:: Goal ::
Find each line in the records below that contains the word "trousers", and copy those lines.

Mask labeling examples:
--- begin ---
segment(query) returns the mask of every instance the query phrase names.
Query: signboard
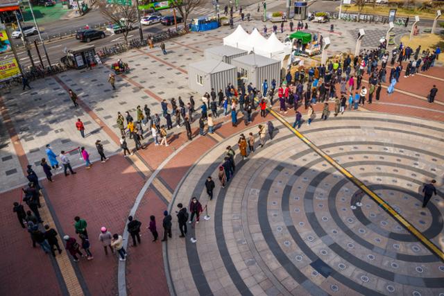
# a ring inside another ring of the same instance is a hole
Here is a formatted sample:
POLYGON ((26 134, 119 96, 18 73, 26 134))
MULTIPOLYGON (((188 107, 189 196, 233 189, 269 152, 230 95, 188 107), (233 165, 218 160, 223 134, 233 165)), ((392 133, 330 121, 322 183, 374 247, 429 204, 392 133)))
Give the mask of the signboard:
--- end ---
--- begin ---
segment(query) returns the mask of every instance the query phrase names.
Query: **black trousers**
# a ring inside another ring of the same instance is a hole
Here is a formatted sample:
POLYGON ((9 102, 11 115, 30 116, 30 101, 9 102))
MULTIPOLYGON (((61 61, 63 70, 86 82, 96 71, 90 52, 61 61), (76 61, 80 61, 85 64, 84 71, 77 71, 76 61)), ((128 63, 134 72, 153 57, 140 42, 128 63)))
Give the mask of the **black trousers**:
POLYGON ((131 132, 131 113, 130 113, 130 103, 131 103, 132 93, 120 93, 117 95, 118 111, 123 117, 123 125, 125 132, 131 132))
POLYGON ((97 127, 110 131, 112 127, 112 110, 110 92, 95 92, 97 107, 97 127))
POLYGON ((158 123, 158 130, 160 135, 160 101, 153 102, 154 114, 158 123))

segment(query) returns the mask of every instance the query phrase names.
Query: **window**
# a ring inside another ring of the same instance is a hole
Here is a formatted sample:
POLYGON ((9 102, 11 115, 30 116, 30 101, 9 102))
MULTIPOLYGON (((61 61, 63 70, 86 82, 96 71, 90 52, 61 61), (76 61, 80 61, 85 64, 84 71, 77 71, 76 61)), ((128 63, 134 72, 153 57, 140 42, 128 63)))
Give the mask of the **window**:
--- end ---
:: Task answer ::
Query: **black trousers**
Give the mask of the **black trousers**:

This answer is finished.